#### Tugas yang Diberikan 1:
Ubahlah baris-baris dalam catatan, mulai dari baris yang memuat "Data-labeling checklist — object class = beach." sampai dengan baris yang memuat "0,594,1342,896" (kedua baris itu ikut), menjadi daftar bernomor tanpa baris kosong.

#### Petikan Teks:
··········

Budaya Jawa kaya akan konsep-konsep filosofis yang memiliki referensi praktis dalam kehidupan sehari-hari masyarakatnya. Salah satunya adalah Sura Dira Jayaningrat Lebur Dening Pangastuti. Ungkapan dari Bahasa Jawa ini pada dasarnya menyiratkan bahwa kelembutan atau kebaikan dapat mengakhiri kemarahan yang tidak terkendali. Sebuah kejahatan yang kejam dapat dikalahkan oleh kebajikan yang mendatangkan kedamaian. Dengan demikian, gagasan Sura Dira Jayaningrat Lebur Dening Pangastuti menyoroti perlunya ketabahan dan kesabaran dalam menghadapi kesulitan. Mempertahankan pola pikir yang lembut dan tanpa kekerasan dapat menghasilkan hasil yang baik. Mengingat adanya rasa kebencian dan kekerasan yang melanda dunia modern baik dalam skala lokal maupun global, jelaslah bahwa konsep ini penting dan relevan. Dalam hal ini, Sura Dira Jayaningrat Lebur Dening Pangastuti dapat menjadi filosofi kesuksesan bagi orang-orang yang ingin sukses dalam hidup.
Melalui tulisan ini, diharapkan dapat memberikan pemahaman tentang Sura Dira Jayaningrat Lebur Dening Pangastuti sebagai warisan budaya peradaban manusia yang terus memberikan motivasi yang diperlukan agar manusia dapat berhasil dalam hidup dan menemukan makna di dalamnya. Terlepas dari kenyataan bahwa pepatah ini berasal dari budaya Jawa, salah satu budaya yang ada di Indonesia, pepatah ini memiliki kekuatan untuk menginspirasi semua orang. Secara umum, Sura Dira Jayaningrat Lebur Dening Pangastuti dapat diterapkan dalam kehidupan sehari-hari. Pengetahuan kebajikan yang meningkatkan kesadaran akan pentingnya mempertahankan rasa saling mengasihi dan menjaga perdamaian dengan penuh kesabaran dan ketekunan sangat dibutuhkan di dunia saat ini. Secara keseluruhan, maka Sura Dira Jayaningrat Lebur Dening Pangastuti, kesuksesan dapat diwujudkan sepenuhnya jika dicapai dengan menghindari rasa kebencian dan angkara murka.[1]
Raden Ngabehi Ranggawarsita (1802-1873), seorang penyair terkenal dari Keraton Pakubuwana Surakarta, menulis sebuah puisi dalam Serat Witaradya yang memuat bait Sura Dira Jayaningrat Lebur Dening Pangastuti. Hal ini menunjukkan bahwa pepatah tersebut pada dasarnya ditemukan dalam puisi dalam sastra Jawa. Meskipun demikian, jenis karya seni ini mampu menangkap dan menyampaikan nilai-nilai kehidupan manusia.
Sebagai mahasiswa tentunya kita harus bisa mengendalikan masyarakat dilingkungan sekitar agar tidak mudah terbawa arus kerasnya perkembangan jaman dan perubahan sosial. Seringkali masyarakat mudah terbawa emosi Ketika ada beberapa hal kebijakan pemerintah yang merugikan masyarakat yang berakhir pada kerusuhan ( Chaos ) dan malah memperburuk keadaan. Paradigma sebagai kerangka dan menjadi jalan dalam menyelesaikan sebuah permasalah dengan damai dan memberikan Solusi yang solutif kepada masyarakat untuk menghadapi kebijakan pemerintah yang sangat jarang memikirkan rakyatnya.

··········

Entri dari himpunan data anotasi:
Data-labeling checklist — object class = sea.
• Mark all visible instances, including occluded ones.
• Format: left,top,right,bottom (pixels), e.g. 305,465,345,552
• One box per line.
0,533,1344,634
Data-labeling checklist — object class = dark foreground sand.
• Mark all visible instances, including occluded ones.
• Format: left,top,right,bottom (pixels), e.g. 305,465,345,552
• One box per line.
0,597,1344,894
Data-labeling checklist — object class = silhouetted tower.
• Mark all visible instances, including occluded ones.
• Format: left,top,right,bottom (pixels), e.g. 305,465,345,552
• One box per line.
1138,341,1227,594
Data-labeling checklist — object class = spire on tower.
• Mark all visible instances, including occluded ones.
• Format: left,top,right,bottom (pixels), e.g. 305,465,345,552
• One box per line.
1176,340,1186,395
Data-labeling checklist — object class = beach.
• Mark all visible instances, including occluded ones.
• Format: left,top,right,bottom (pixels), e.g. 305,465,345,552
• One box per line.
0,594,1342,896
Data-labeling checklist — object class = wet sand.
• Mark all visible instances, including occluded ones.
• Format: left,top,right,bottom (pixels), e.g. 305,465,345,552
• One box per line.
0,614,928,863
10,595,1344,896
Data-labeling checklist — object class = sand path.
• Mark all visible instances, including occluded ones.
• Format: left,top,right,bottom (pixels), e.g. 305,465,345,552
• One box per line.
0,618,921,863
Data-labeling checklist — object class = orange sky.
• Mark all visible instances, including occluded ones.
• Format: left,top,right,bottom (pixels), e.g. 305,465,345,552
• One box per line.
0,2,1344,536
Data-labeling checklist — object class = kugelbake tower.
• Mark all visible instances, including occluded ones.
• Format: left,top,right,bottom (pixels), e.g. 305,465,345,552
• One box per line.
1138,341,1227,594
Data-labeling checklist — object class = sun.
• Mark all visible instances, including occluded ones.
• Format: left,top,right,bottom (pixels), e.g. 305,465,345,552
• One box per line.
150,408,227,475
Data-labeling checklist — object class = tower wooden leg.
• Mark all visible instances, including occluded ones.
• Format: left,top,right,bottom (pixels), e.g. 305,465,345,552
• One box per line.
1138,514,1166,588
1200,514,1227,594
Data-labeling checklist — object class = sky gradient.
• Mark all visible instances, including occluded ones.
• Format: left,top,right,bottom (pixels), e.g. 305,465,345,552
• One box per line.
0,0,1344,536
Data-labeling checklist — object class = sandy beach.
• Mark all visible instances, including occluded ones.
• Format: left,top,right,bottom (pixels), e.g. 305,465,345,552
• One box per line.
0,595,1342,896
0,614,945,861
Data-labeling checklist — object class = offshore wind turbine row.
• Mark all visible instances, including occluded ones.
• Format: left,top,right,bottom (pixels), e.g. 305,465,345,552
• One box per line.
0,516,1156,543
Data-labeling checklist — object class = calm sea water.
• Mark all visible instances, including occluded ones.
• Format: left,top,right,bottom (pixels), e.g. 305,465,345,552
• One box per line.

··········

#### Tugas yang Diberikan 2:
Lanjutkan tulisan tentang ungkapan Jawa Sura Dira Jayaningrat Lebur Dening Pangastuti mulai dari titik terakhirnya.

#### Keluaran yang Diharapkan 1:
1. Data-labeling checklist — object class = beach.
2. • Mark all visible instances, including occluded ones.
3. • Format: left,top,right,bottom (pixels), e.g. 305,465,345,552
4. • One box per line.
5. 0,594,1342,896

#### Keluaran yang Diharapkan 2:
Nilai-nilai Ke Aswajaan berperan penting dalam hal ini. Kedudukan prinsip nilai aswaja sebagai wadah untuk menata nilai-nilai moral yang tertuang didalamnya serta sebagai landasan yang sangat sakral dalam prilaku, berpikir serta bersikap sesuai dengan nilai Ke Islaman. Nilai aswaja yang digunakan sebagai manhaj dalam perubahan sosial dengan landasan nilai-nilai keislaman dan keindonesia-an.
Sebagai seorang muslim yang militan seharusnya kita belajar dari Sejarah bagaimana Rasulullah yang notabene-nya sebagai panutan umat muslim di seluruh belahan dunia dalam menyikapi hal-hal yang mengganggu ketertiban masyarakat dengan cara yang indah serta tidak menimbulkan keributan yang lebih besar kepada masyarakat sekitar, sebagai mahasiswa yang mempunyai peran sebagai agent of change agent of control harus sadar akan hal ini untuk mengontrol kesejahteraan masyarakat serta membawa perubah menuju yang lebih maju dan damai. Akan tetapi banyak kader yang kurang kesadarannya akan hal ini, meraka hanya ikut-ikutan saja tanpa tahu apa yang meraka perjuangkan dan bagaimana cara agar hal tersebut bisa tercapai tanpa memperburuk keadaan. Meraka hanya ikut untuk eksistensinya sendiri bahwa dia adalah seorang aktivis, padahal yang mereka lakukan belum tentu benar dan sesuai. Banyak yang mengaku aktivis pergerakan tapi gerak asal-asalan tanpa memahami kondisi dan memberikan sosulsi, mereka hanya kritis dalam menyikapi kesalahan-kesalahan tapi tidak memberikan Solusi ataupun saran yang baik, yang ada hanya memperburuk keadaan. Inilah yang disebut sebagai kader eksistensialisme.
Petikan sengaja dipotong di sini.